:: SOURCE DOCUMENT

Updates from the Delta Regional Forum, part 1: The Bay Delta Water Quality Control Plan, the Central Valley Flood Protection Plan, and the Delta Plan

Click here for more from the Delta Stewardship Council.

On September 19, the Department of Water Resources held a Delta regional forum as part of the update to the California Water Plan.  Part of the forum was dedicated to updates on some of the relevant planning processes currently underway involving the Delta.  This post will cover the information presented regarding the Bay Delta Water Quality Control Plan, the Central Valley Flood Protection Plan, and the Delta Plan.  Part two, posting tomorrow, will cover the Delta Regional Monitoring Program, the State Water Board’s water diversion reporting, and an update from DWR on the Integrated Regional Water Management Strategic Plan and the Flood Futures Report.


Diane Riddle from the State Water Resources Control Board updated the forum on the status of the Bay Delta Water Quality Control Plan update.

Delta-1-Feb-2013She began by noting that the State Water Board’s mission is to preserve, enhance and restore the quality of California’s water resources and ensure their proper allocation and efficient use for the benefit of present and future generations.  She explained that the Board has dual authorities over water allocation and water quality protection of California’s waters to protect beneficial uses such as municipal uses, agricultural uses, hydropower generation, and fishery and other related environmental purposes.

::::

*WRITTEN INSTRUCTION 1:*
In the Delta forum post, on what date did the Department of Water Resources hold the Delta regional forum?

:: DATA FOR THIS TASK

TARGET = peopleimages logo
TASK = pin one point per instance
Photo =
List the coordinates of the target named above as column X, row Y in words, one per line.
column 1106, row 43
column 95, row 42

::::

*WRITTEN INSTRUCTION 2:*
Please reproduce the whole listing line for line, with no changes.

*RESPONSE 1:*
September 19

*RESPONSE 2:*
TARGET = peopleimages logo
TASK = pin one point per instance
Photo =
List the coordinates of the target named above as column X, row Y in words, one per line.
column 1106, row 43
column 95, row 42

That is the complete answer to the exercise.